**Given problem:** Rewrite the items below with every "keypoint" changed to "marker", keeping everything else the same.

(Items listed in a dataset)
:::::
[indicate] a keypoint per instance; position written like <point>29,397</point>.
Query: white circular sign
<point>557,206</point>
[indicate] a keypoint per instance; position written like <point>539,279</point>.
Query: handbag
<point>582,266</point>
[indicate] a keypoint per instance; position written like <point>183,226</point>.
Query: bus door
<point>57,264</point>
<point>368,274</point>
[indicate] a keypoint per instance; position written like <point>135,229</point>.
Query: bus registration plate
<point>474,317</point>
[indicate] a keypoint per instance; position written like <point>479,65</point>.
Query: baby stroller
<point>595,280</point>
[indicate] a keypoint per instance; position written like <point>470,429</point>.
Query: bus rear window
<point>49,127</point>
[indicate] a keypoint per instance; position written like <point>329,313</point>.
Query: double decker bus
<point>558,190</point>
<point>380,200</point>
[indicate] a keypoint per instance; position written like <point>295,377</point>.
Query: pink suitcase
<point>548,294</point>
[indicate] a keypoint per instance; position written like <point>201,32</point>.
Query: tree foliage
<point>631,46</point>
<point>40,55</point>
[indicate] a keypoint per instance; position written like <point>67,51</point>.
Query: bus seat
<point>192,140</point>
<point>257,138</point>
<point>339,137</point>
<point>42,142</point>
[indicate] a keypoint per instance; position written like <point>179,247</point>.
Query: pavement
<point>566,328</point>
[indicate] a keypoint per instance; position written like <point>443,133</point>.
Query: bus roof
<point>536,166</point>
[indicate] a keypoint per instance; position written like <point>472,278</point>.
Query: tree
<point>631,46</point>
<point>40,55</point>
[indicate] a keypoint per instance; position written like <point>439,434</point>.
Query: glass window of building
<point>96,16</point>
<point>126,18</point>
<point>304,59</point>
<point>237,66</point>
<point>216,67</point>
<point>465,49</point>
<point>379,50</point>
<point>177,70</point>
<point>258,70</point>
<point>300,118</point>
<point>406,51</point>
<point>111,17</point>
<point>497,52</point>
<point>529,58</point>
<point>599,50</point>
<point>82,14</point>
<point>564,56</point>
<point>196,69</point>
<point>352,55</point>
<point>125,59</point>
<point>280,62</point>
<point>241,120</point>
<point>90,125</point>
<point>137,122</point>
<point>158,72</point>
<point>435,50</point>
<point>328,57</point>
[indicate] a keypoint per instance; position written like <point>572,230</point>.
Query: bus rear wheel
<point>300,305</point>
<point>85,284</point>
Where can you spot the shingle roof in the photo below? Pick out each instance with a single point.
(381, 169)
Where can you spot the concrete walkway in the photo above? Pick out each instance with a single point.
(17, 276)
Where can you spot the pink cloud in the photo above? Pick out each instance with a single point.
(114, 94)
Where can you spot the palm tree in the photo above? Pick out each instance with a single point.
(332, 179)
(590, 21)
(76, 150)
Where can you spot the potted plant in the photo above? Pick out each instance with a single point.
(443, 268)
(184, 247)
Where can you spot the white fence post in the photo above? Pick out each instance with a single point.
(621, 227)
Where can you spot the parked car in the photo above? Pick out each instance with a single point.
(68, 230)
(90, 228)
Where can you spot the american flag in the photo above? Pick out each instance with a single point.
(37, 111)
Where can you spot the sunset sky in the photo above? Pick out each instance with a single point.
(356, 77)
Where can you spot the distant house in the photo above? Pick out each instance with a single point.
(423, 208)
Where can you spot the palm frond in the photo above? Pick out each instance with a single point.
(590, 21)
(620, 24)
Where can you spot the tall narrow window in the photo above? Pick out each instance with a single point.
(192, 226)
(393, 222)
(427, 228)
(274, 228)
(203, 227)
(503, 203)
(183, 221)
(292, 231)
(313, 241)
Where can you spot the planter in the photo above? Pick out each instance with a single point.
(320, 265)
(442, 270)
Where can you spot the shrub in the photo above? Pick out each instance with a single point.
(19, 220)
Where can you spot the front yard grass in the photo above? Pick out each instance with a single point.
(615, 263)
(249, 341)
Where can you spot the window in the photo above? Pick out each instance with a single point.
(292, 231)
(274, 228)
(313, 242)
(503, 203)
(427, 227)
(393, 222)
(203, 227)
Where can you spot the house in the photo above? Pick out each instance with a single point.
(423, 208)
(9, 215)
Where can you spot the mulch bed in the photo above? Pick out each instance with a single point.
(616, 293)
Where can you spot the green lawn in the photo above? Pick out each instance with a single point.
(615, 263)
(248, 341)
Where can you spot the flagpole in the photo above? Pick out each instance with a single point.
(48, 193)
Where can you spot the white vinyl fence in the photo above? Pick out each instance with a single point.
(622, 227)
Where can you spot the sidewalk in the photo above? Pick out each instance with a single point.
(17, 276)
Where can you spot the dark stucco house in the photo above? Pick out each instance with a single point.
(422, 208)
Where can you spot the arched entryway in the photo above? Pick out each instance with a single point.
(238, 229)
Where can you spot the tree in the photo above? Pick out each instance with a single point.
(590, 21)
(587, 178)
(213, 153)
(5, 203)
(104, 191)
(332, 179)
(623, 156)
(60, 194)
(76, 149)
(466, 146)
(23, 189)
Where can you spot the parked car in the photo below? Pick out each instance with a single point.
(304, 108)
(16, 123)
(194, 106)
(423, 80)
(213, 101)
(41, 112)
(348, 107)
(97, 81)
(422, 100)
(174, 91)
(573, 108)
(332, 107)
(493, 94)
:::::
**Problem solution:**
[indicate] a marker per instance; position written like <point>29,397</point>.
Query: white circular sign
<point>557,206</point>
[indicate] a marker per instance; position written like <point>539,279</point>.
Query: handbag
<point>582,266</point>
[indicate] a marker per instance; position written like <point>183,226</point>.
Query: bus door
<point>57,264</point>
<point>368,274</point>
[indicate] a marker per instance; position written like <point>135,229</point>.
Query: bus registration plate
<point>474,317</point>
[indicate] a marker per instance; position written like <point>479,65</point>.
Query: baby stroller
<point>595,280</point>
[indicate] a marker per instance; position written like <point>470,429</point>.
Query: bus rear window
<point>49,127</point>
[indicate] a marker per instance; position written like <point>329,313</point>.
Query: double decker bus
<point>558,190</point>
<point>380,200</point>
[indicate] a marker per instance; position written like <point>295,377</point>.
Query: pink suitcase
<point>548,294</point>
[indicate] a marker per instance; position written like <point>201,32</point>.
Query: tree foliage
<point>631,46</point>
<point>40,55</point>
[indicate] a marker per instance; position written like <point>67,51</point>.
Query: bus seat
<point>192,140</point>
<point>257,138</point>
<point>339,137</point>
<point>42,142</point>
[indicate] a marker per instance; position written like <point>179,247</point>.
Query: pavement
<point>566,328</point>
[indicate] a marker per instance; position written like <point>443,133</point>.
Query: bus roof
<point>536,166</point>
[indicate] a marker per instance; position written like <point>472,278</point>.
Query: tree
<point>631,46</point>
<point>40,55</point>
[indicate] a marker per instance; position written like <point>439,434</point>.
Query: glass window of building
<point>96,16</point>
<point>126,18</point>
<point>304,59</point>
<point>237,66</point>
<point>216,67</point>
<point>465,49</point>
<point>379,50</point>
<point>177,70</point>
<point>258,70</point>
<point>300,118</point>
<point>406,51</point>
<point>111,17</point>
<point>497,52</point>
<point>529,58</point>
<point>599,50</point>
<point>82,14</point>
<point>564,56</point>
<point>196,69</point>
<point>352,55</point>
<point>125,59</point>
<point>280,62</point>
<point>241,120</point>
<point>90,125</point>
<point>137,122</point>
<point>158,72</point>
<point>435,50</point>
<point>328,57</point>
[indicate] a marker per instance; position written like <point>572,230</point>.
Query: bus rear wheel
<point>300,305</point>
<point>85,284</point>
Where can you spot the shingle roof in the photo below? Pick out each instance with a single point.
(381, 169)
Where can you spot the concrete walkway in the photo above? Pick out each instance with a single point.
(17, 276)
Where can you spot the pink cloud in the photo above? Pick out each instance with a single point.
(114, 94)
Where can you spot the palm tree in the photo above? Pick out each instance with a single point.
(332, 179)
(590, 21)
(76, 150)
Where can you spot the potted plant in the photo above? Pick out each instance with a single point.
(443, 268)
(184, 247)
Where can you spot the white fence post in the photo above? Pick out each instance with a single point.
(621, 227)
Where can you spot the parked car in the photo above? Pick out each instance with a single point.
(68, 230)
(90, 228)
Where can you spot the american flag in the photo above? Pick out each instance with a single point.
(37, 111)
Where can you spot the sunset sky in the photo above? Pick out each instance with a single point.
(356, 77)
Where can you spot the distant house in the photo above? Pick out each instance with a single point.
(423, 208)
Where can you spot the palm frond in the photo above? Pick out each instance with a single point.
(590, 21)
(620, 24)
Where can you spot the tall narrow window in the photo above? Pick out each instance with a single point.
(192, 226)
(393, 222)
(427, 228)
(274, 228)
(203, 227)
(503, 203)
(183, 221)
(292, 231)
(313, 241)
Where can you spot the planter in the photo above? Pick out each instance with a single point.
(320, 265)
(442, 270)
Where can you spot the shrub in the photo above? Pick out each instance with a single point.
(19, 220)
Where can you spot the front yard grass in the photo above? Pick out each instance with a single point.
(615, 263)
(249, 341)
Where can you spot the window in the photo above? Pick out each instance with a single point.
(292, 231)
(274, 228)
(313, 242)
(503, 203)
(427, 227)
(393, 222)
(203, 227)
Where can you spot the house in the photo above? Pick out each instance with a single point.
(423, 208)
(9, 215)
Where can you spot the mulch bed in the photo above? Pick out each instance with a single point.
(616, 293)
Where can you spot the green lawn in the photo above? Pick out each instance with a single point.
(615, 263)
(248, 341)
Where can you spot the flagpole in the photo above? Pick out each instance with a single point.
(48, 193)
Where can you spot the white vinyl fence in the photo above? Pick out each instance with a single point.
(622, 227)
Where can you spot the sidewalk in the photo above? Pick out each instance with a single point.
(17, 276)
Where can you spot the dark stucco house in the photo above? Pick out each instance with a single point.
(422, 208)
Where can you spot the arched entryway in the photo above? Pick out each instance with a single point.
(238, 229)
Where can you spot the tree in the photo above? Pick out each instance with a single point.
(590, 21)
(587, 178)
(213, 153)
(5, 203)
(104, 191)
(332, 179)
(623, 156)
(60, 194)
(76, 149)
(466, 146)
(23, 189)
Where can you spot the parked car in the photo below? Pick out each instance with a single point.
(304, 108)
(16, 123)
(194, 106)
(423, 80)
(213, 101)
(41, 112)
(348, 107)
(97, 81)
(422, 100)
(174, 91)
(573, 108)
(332, 107)
(493, 94)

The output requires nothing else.